Work to complete = Count the lines in the data below that contain the string "dark", matching case exactly. Give only the number.
--
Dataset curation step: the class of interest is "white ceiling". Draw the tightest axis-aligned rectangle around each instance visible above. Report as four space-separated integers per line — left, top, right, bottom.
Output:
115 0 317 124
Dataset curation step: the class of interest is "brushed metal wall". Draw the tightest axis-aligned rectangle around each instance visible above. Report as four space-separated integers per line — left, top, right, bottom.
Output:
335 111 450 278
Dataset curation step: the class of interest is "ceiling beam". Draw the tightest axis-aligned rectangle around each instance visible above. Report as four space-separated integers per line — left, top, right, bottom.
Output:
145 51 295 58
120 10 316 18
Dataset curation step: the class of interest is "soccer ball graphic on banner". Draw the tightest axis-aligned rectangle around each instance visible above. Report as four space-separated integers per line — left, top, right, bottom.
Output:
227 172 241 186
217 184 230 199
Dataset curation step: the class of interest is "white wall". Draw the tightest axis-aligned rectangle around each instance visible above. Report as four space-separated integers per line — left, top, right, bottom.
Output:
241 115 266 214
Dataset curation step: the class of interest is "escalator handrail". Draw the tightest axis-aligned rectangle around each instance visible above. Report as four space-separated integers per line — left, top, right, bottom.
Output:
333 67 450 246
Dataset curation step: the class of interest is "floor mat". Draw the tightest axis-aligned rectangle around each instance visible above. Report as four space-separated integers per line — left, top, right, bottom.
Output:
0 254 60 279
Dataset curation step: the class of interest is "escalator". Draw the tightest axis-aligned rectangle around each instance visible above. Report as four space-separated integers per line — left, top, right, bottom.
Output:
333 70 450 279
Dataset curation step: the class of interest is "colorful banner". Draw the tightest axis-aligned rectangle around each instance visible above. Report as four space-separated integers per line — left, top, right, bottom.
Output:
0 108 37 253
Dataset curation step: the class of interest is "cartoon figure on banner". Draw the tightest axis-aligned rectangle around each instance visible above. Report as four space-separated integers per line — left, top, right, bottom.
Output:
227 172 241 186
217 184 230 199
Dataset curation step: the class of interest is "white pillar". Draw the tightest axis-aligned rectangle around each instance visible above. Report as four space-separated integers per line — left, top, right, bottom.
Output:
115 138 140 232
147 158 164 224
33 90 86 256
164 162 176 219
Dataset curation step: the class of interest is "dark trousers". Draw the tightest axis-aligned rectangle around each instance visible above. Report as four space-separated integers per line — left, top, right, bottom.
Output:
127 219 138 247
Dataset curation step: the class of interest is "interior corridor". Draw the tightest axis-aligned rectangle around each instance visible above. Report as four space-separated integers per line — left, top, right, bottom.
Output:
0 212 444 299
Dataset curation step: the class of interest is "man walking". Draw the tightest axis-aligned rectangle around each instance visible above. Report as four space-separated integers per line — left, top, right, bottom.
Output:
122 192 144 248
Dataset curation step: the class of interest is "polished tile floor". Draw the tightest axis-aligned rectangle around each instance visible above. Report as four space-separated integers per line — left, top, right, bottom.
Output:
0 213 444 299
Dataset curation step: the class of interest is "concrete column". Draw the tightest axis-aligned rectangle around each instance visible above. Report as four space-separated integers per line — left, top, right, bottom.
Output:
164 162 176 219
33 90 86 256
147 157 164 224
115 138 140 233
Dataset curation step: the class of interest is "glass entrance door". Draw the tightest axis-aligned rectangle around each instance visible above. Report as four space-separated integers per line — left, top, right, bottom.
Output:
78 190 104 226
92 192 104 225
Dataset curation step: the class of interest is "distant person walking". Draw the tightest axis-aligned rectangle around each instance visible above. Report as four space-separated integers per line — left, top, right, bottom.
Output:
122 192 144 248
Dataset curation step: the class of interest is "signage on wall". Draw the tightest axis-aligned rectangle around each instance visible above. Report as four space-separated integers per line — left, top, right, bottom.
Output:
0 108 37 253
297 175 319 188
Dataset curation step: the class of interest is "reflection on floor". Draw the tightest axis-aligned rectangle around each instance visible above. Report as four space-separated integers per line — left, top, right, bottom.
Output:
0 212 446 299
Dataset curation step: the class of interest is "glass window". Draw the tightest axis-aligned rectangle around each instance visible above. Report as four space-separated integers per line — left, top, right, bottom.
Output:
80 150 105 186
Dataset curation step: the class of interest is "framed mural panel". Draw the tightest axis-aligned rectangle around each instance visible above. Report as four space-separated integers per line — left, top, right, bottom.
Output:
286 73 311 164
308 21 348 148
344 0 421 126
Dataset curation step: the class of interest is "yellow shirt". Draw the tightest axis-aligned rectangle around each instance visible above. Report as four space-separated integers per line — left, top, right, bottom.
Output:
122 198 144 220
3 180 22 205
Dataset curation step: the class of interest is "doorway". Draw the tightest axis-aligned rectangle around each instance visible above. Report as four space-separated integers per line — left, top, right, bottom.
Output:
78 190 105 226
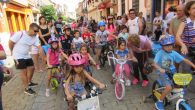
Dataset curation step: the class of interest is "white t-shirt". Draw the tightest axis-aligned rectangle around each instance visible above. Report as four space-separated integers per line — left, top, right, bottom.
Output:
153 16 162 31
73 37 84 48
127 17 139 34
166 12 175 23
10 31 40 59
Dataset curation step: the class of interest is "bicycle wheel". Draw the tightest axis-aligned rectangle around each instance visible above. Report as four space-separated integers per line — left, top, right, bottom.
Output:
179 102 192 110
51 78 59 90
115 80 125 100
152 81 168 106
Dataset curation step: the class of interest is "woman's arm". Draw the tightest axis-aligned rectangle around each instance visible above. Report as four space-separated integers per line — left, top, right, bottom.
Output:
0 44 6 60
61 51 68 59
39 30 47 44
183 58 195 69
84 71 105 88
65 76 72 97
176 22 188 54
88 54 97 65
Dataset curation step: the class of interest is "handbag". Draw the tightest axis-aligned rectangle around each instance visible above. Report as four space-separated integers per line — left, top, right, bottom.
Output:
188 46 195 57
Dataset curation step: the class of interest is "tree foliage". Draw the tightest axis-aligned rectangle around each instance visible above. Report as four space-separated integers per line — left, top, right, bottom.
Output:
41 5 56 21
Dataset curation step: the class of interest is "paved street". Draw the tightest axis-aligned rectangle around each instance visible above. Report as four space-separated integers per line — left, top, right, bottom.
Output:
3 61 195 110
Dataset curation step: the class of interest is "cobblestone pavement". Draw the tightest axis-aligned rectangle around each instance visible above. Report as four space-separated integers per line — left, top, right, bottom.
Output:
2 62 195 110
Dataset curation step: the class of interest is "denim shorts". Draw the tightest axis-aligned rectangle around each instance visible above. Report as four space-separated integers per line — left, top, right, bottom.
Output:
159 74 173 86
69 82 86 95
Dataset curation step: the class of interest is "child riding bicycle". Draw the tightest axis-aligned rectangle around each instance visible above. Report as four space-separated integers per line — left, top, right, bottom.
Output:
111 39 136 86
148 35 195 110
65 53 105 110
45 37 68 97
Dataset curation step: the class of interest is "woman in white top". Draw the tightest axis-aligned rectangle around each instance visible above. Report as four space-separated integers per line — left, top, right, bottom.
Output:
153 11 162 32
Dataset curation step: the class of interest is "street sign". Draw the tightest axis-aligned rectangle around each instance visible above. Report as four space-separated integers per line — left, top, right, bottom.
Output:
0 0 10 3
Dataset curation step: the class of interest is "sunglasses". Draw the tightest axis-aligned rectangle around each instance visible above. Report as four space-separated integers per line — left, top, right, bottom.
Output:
--
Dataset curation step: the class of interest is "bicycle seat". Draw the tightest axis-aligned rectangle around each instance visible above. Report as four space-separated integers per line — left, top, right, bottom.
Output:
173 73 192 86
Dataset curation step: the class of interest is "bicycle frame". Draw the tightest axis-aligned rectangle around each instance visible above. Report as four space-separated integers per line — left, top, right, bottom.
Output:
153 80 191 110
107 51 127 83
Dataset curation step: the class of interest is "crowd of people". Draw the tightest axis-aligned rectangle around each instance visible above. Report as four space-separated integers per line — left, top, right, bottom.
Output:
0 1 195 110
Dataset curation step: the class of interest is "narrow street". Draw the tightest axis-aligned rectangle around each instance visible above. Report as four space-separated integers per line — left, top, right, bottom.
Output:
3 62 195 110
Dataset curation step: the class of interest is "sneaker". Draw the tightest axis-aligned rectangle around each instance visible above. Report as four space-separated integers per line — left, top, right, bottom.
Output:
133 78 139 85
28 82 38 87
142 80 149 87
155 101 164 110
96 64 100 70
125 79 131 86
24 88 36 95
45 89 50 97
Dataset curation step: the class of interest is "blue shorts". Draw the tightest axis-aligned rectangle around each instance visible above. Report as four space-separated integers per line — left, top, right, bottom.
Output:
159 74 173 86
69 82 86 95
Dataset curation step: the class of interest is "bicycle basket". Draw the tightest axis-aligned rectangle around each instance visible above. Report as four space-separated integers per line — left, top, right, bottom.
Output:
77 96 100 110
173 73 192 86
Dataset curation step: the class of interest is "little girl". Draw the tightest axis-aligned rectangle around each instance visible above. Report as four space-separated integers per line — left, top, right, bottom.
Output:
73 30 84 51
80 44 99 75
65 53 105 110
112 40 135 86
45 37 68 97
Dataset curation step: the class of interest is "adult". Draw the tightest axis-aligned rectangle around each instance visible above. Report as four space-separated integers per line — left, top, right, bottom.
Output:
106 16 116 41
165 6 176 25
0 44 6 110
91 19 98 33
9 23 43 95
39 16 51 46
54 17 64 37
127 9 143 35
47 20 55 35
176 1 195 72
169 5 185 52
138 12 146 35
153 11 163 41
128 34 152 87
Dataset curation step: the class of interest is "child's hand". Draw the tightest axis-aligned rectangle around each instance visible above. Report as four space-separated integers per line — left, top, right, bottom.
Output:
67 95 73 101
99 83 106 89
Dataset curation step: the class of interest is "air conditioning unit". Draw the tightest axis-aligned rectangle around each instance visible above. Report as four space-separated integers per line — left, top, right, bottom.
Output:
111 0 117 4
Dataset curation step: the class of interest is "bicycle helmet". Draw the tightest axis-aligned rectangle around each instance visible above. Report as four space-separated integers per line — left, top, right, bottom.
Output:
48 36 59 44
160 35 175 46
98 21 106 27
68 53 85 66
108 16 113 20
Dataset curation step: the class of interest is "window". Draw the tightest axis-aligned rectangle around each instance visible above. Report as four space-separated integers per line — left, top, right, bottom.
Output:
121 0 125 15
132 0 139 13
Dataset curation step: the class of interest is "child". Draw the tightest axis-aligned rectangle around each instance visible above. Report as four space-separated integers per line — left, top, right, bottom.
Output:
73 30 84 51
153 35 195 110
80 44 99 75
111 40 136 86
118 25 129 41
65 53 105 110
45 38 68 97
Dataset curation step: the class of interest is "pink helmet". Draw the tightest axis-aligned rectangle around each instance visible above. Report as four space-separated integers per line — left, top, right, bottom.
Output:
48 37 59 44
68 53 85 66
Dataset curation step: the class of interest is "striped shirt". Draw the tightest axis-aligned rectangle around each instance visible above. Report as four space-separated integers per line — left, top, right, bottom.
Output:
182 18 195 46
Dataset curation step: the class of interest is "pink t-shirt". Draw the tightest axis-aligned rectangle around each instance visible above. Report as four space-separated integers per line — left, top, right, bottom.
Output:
--
Response to this task = 1